## Exercise
Copy out the material below, replacing each "this form" with "this format" and leaving everything else unchanged.

## Stored rows
○ ○ ○
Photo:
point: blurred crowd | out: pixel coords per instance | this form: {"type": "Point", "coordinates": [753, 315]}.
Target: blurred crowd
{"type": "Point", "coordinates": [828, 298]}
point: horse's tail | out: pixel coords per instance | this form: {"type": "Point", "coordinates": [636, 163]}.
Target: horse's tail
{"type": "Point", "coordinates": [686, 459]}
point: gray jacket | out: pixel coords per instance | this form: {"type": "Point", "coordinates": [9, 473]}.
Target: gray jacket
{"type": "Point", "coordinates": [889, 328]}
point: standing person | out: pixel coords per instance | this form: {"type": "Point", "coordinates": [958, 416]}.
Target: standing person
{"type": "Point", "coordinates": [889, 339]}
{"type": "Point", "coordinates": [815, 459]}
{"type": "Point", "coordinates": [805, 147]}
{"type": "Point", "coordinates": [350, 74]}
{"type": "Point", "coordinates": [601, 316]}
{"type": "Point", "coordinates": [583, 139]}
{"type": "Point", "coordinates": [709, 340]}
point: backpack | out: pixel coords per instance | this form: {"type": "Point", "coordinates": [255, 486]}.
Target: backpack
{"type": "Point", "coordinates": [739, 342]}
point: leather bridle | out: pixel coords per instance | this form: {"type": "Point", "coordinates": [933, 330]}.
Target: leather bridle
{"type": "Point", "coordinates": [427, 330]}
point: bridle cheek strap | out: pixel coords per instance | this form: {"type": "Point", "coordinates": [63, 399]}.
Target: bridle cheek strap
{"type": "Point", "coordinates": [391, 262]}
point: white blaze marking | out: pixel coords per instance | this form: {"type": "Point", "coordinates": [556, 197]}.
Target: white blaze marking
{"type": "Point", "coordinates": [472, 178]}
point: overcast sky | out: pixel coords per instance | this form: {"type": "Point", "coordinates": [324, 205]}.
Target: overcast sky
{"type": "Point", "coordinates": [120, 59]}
○ ○ ○
## Task output
Photo:
point: blurred crowd | out: pixel coords per instance | this format: {"type": "Point", "coordinates": [753, 315]}.
Target: blurred crowd
{"type": "Point", "coordinates": [828, 298]}
point: horse's tail | out: pixel coords per instance | this format: {"type": "Point", "coordinates": [636, 163]}.
Target: horse's tail
{"type": "Point", "coordinates": [686, 459]}
point: gray jacket | out: pixel coords per instance | this format: {"type": "Point", "coordinates": [9, 473]}.
Target: gray jacket
{"type": "Point", "coordinates": [889, 328]}
point: standing person | out: pixel coords per instance | this format: {"type": "Point", "coordinates": [958, 416]}.
Target: standing person
{"type": "Point", "coordinates": [889, 339]}
{"type": "Point", "coordinates": [815, 459]}
{"type": "Point", "coordinates": [805, 147]}
{"type": "Point", "coordinates": [350, 74]}
{"type": "Point", "coordinates": [601, 316]}
{"type": "Point", "coordinates": [583, 139]}
{"type": "Point", "coordinates": [709, 340]}
point: backpack | out: pixel coords per instance | this format: {"type": "Point", "coordinates": [255, 486]}.
Target: backpack
{"type": "Point", "coordinates": [739, 342]}
point: leather bridle | out: pixel coords per instance | this format: {"type": "Point", "coordinates": [933, 330]}.
Target: leather bridle
{"type": "Point", "coordinates": [427, 330]}
point: bridle cheek strap | out: pixel coords per instance | this format: {"type": "Point", "coordinates": [63, 399]}.
Target: bridle cheek strap
{"type": "Point", "coordinates": [391, 262]}
point: white blaze marking | out: pixel coords per instance | this format: {"type": "Point", "coordinates": [556, 197]}.
Target: white blaze marking
{"type": "Point", "coordinates": [472, 178]}
point: overcast sky | out: pixel coords per instance | this format: {"type": "Point", "coordinates": [324, 205]}.
Target: overcast sky
{"type": "Point", "coordinates": [120, 59]}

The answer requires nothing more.